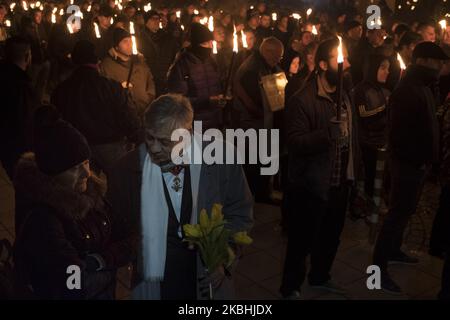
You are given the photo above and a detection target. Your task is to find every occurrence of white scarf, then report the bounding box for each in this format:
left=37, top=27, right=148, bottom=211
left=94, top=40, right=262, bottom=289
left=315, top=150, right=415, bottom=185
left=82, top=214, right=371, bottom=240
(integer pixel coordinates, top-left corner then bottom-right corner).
left=141, top=142, right=201, bottom=282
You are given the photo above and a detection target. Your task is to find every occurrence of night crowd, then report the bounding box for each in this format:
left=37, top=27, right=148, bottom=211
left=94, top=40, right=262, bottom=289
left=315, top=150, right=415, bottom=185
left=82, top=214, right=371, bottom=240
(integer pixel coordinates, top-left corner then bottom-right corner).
left=0, top=0, right=450, bottom=300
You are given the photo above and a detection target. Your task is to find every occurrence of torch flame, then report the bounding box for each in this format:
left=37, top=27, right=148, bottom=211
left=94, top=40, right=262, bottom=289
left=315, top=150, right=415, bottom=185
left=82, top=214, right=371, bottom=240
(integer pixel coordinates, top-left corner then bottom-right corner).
left=208, top=16, right=214, bottom=32
left=397, top=53, right=406, bottom=70
left=241, top=30, right=248, bottom=49
left=130, top=21, right=137, bottom=55
left=233, top=25, right=239, bottom=53
left=338, top=36, right=344, bottom=63
left=67, top=23, right=73, bottom=34
left=200, top=17, right=208, bottom=25
left=94, top=22, right=101, bottom=39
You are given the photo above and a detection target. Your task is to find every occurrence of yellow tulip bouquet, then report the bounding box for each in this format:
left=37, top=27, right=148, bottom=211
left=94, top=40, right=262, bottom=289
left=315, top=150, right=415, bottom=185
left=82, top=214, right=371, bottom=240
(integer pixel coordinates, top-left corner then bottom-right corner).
left=183, top=203, right=253, bottom=299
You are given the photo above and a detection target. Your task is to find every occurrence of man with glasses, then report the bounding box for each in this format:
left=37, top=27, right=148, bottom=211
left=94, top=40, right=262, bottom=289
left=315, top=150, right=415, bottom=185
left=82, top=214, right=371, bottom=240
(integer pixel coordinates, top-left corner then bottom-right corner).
left=108, top=94, right=253, bottom=300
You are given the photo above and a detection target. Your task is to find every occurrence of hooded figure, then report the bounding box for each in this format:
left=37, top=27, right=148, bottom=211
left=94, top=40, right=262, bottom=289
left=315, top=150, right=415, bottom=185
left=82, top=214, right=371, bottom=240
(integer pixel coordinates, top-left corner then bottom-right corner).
left=14, top=107, right=137, bottom=300
left=354, top=55, right=390, bottom=196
┄┄┄┄┄┄┄┄┄┄┄┄┄┄┄┄┄┄┄┄
[Aim] Copy every entry above word for word, leaving out the picture.

[Exercise result]
You are given the photo above and a detection target. Your task is to find every occurrence of white scarf, then report the bounding box for each in this format:
left=37, top=27, right=148, bottom=211
left=94, top=40, right=262, bottom=289
left=315, top=150, right=415, bottom=185
left=82, top=214, right=371, bottom=240
(integer pixel coordinates, top-left corner then bottom-right corner).
left=141, top=142, right=201, bottom=282
You are given the photo above and a detection target. Your task is to find every occurrence of night crowd, then report the bounding box for each in this format:
left=37, top=27, right=148, bottom=211
left=94, top=40, right=262, bottom=289
left=315, top=150, right=415, bottom=185
left=82, top=214, right=371, bottom=240
(integer pixel coordinates, top-left corner then bottom-right corner).
left=0, top=0, right=450, bottom=300
You are given the photo above and a detection target. Your task is to find every occurrence of torch flame, then report the bounding box for each in this format:
left=37, top=27, right=148, bottom=211
left=94, top=40, right=262, bottom=289
left=315, top=150, right=415, bottom=185
left=82, top=214, right=371, bottom=240
(integer pixel coordinates, top-left corner then bottom-right corner).
left=208, top=16, right=214, bottom=32
left=397, top=53, right=406, bottom=70
left=241, top=30, right=248, bottom=49
left=130, top=21, right=137, bottom=55
left=233, top=25, right=239, bottom=53
left=338, top=36, right=344, bottom=63
left=67, top=23, right=73, bottom=34
left=200, top=17, right=208, bottom=25
left=94, top=22, right=101, bottom=39
You are given the photo above and a detection target. Your task is to find every occurrence of yellow tulip bouquet, then report the bounding box for each in this format:
left=37, top=27, right=148, bottom=211
left=94, top=40, right=262, bottom=289
left=315, top=150, right=415, bottom=185
left=82, top=214, right=371, bottom=240
(integer pixel coordinates, top-left corner then bottom-right corner).
left=183, top=203, right=253, bottom=299
You are given the photo above and a detection target. Your task is to find every occurrence of man with glasses, then report the bounding box for each in this format:
left=37, top=27, right=148, bottom=211
left=94, top=40, right=262, bottom=289
left=315, top=150, right=415, bottom=185
left=82, top=214, right=371, bottom=240
(integer pixel coordinates, top-left corner then bottom-right corner).
left=108, top=94, right=253, bottom=300
You are given the photo above and a detection target. Your task is to find every occurrence of hooded figure, then report the bounding box for each in this format:
left=37, top=27, right=148, bottom=211
left=94, top=40, right=262, bottom=289
left=315, top=150, right=415, bottom=185
left=82, top=214, right=371, bottom=240
(integer pixel coordinates, top-left corner then bottom-right corner).
left=14, top=107, right=137, bottom=300
left=354, top=55, right=390, bottom=196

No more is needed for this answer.